SHORT PROBLEM: Reproduce the items word for word, starting at the line that contains "One point lands on each instance of the kite" and ending at the line that contains "One point lands on each instance of the man's eyebrow;", with both lines included. Omit any pictures from your reproduction.

INFORMATION SUPPLIED:
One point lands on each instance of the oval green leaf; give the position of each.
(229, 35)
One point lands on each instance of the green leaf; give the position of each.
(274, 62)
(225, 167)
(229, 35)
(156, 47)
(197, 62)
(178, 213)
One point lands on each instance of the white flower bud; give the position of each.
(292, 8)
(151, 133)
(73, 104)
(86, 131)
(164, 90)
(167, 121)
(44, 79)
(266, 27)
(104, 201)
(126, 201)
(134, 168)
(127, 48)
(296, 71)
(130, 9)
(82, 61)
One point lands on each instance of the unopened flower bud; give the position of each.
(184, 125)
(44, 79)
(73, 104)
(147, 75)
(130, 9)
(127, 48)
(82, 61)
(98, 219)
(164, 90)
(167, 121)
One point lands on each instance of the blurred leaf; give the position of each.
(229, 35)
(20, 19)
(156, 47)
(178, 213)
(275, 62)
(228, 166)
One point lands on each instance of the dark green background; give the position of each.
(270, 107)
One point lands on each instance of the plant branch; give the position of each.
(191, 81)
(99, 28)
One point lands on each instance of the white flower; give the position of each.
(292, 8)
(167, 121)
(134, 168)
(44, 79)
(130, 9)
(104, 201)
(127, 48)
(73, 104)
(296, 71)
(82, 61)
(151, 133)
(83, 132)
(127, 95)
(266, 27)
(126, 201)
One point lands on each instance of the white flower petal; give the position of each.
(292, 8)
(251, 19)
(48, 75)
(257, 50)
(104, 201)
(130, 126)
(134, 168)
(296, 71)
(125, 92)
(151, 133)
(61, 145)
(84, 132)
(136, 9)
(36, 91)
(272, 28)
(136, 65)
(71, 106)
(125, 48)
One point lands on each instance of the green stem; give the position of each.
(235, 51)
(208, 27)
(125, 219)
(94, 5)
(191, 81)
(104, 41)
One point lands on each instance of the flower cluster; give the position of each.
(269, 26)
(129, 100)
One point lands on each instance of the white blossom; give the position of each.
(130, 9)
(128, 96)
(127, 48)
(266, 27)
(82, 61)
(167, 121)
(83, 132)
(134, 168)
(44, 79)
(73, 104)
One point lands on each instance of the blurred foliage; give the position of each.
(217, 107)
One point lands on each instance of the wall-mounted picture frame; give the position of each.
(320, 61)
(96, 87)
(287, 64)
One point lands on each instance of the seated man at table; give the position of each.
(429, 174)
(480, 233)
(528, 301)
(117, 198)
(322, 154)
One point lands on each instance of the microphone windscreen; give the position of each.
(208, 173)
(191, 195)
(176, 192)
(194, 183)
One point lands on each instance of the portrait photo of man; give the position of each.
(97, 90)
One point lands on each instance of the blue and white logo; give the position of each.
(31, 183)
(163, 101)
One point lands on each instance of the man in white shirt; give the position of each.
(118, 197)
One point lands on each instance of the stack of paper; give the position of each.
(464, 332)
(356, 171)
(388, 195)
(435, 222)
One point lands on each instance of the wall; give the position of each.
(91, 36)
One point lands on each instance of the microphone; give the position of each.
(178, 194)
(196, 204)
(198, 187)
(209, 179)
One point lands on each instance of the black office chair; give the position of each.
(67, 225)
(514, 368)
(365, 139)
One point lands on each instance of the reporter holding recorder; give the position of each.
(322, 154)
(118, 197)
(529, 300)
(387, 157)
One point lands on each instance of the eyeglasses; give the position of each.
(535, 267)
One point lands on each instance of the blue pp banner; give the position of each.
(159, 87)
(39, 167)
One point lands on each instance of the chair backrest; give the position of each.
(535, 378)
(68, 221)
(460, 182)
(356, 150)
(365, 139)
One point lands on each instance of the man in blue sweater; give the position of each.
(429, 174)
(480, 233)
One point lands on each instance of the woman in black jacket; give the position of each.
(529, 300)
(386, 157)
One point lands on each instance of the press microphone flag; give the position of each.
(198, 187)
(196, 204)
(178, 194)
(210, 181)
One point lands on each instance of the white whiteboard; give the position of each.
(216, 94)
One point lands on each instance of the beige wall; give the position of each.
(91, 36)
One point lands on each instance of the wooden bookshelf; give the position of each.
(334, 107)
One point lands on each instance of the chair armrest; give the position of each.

--

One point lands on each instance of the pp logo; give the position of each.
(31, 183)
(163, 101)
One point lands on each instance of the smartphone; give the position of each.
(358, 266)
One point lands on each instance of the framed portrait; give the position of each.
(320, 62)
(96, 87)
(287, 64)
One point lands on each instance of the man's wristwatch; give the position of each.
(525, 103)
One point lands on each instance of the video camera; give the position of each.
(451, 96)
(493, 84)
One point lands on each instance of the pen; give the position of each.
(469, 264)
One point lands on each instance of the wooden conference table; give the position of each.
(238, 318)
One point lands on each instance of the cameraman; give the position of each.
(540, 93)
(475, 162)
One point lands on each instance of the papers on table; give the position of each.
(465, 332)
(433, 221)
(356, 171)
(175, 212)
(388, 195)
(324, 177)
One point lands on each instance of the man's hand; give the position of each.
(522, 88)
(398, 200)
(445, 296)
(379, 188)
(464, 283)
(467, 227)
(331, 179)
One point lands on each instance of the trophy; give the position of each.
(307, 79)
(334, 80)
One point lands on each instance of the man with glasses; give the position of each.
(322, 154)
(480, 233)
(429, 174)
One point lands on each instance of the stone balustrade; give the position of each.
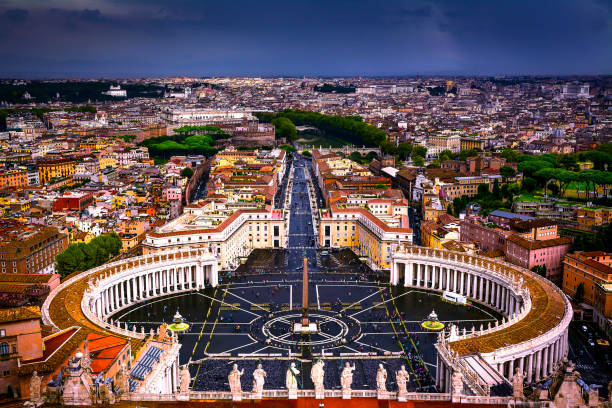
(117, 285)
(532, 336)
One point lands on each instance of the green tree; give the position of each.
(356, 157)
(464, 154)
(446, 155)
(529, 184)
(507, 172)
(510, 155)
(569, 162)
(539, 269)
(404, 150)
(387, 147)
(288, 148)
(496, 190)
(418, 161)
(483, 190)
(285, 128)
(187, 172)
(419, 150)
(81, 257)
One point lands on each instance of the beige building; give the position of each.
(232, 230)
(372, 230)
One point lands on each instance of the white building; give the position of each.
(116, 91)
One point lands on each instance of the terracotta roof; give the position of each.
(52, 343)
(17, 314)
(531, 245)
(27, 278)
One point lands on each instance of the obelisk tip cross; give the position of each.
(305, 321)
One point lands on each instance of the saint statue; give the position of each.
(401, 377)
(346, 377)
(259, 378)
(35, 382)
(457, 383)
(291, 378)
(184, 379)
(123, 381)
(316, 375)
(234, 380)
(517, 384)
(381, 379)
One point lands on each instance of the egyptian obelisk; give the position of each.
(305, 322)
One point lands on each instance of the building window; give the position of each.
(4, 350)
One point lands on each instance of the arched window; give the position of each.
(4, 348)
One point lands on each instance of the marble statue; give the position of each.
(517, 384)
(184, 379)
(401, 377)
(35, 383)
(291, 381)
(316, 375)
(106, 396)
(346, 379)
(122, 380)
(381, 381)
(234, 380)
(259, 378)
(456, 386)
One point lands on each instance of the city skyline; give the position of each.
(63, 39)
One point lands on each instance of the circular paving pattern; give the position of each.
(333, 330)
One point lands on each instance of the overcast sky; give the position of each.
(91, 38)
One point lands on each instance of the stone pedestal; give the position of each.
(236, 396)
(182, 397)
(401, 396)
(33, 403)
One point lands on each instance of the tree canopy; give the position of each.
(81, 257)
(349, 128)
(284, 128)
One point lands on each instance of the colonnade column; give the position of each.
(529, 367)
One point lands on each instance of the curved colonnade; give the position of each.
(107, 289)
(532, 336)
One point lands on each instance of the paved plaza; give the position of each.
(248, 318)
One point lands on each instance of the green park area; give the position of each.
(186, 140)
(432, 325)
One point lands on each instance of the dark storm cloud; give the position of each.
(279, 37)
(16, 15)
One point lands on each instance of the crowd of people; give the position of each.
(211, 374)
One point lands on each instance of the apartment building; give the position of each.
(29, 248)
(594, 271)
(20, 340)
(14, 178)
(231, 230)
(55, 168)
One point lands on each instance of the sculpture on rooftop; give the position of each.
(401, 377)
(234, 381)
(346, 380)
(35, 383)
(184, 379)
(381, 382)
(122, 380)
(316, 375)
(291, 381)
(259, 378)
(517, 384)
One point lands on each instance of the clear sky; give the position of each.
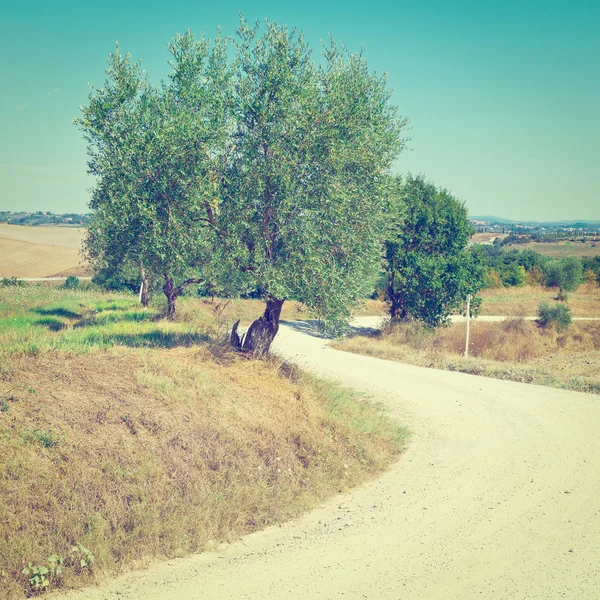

...

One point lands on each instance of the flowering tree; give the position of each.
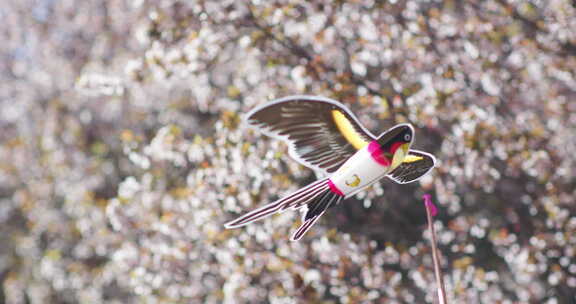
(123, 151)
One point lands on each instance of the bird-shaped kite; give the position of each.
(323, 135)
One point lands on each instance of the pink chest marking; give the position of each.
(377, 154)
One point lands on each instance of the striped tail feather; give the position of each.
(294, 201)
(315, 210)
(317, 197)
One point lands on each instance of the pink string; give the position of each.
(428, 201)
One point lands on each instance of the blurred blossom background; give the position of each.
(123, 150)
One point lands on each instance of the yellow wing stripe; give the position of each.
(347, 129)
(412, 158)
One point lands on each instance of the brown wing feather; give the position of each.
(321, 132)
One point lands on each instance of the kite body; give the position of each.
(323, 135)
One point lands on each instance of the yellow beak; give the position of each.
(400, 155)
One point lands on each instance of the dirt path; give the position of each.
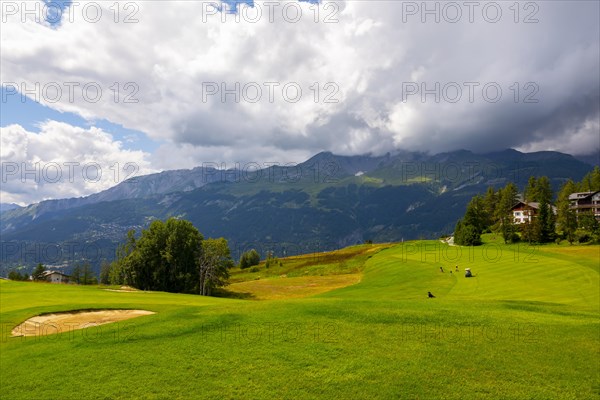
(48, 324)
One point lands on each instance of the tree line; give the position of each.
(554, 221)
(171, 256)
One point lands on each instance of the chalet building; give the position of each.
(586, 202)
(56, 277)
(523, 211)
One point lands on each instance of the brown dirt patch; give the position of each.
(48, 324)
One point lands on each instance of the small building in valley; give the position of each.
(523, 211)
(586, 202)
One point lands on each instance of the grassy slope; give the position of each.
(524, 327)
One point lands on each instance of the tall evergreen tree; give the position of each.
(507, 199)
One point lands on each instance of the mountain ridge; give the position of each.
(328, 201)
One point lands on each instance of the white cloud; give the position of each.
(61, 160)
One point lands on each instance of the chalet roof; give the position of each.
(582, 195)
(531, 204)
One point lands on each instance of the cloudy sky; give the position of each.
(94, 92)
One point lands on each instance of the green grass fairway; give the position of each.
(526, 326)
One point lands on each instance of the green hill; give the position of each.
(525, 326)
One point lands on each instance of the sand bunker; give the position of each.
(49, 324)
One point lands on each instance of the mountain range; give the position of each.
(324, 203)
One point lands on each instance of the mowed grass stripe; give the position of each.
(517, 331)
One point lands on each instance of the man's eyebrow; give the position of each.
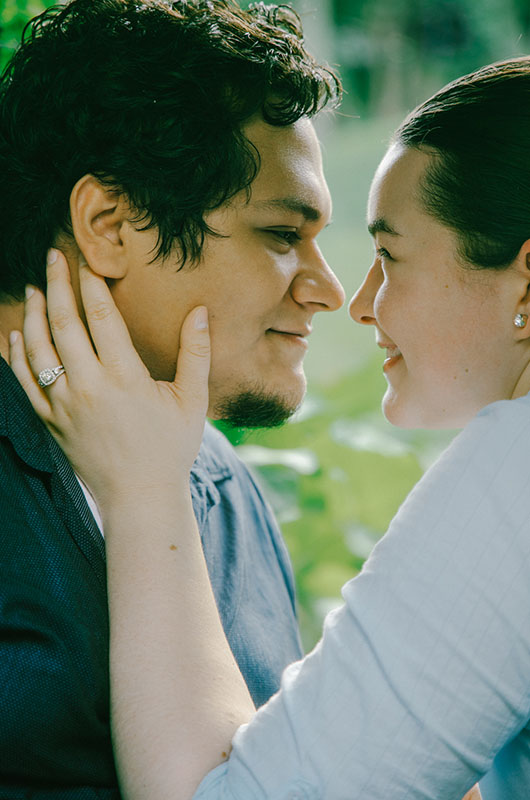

THE SOLUTION:
One point lands on each instance of the kite body; give the position of each.
(323, 135)
One point lands on each instance of the yellow beak; give the position of each.
(400, 155)
One point lands on each instance of the dirt path; give the position of each.
(48, 324)
One point lands on each instance of the tree line; give the position of each.
(554, 221)
(171, 256)
One point lands on each instance of the chalet building; give the position of each.
(586, 202)
(56, 277)
(523, 211)
One point lands on each instance of the brown dirt patch; give the position of each.
(48, 324)
One point lands on each instance of the small building in valley; give the position of each.
(523, 211)
(586, 202)
One point lands on each instance of the grassy slope; give the position of each.
(524, 327)
One point lands on each instance of the tall evergreen tree; give the position of each.
(507, 199)
One point lands on each instance of the mountain ridge; give the position of each.
(328, 201)
One point lands on each instance of the white cloud; give the position of each.
(61, 160)
One point lands on each instance of the chalet roof; give the position of each.
(582, 195)
(531, 204)
One point lands on each instance of the cloudy sky; give the position of each.
(94, 92)
One point lands on each instance of the green grass fairway; give the position of each.
(526, 326)
One point lands on each instance of the green hill; give the position of each.
(525, 326)
One point lands on each instance of the sand bunker; give the position of each.
(49, 324)
One point lands on each instance of the mountain range; give the position of each.
(324, 203)
One point lands on each instance of the mowed grass stripe; give the position of each.
(517, 331)
One point lands on each instance of the man's eyebrow; give the position of each.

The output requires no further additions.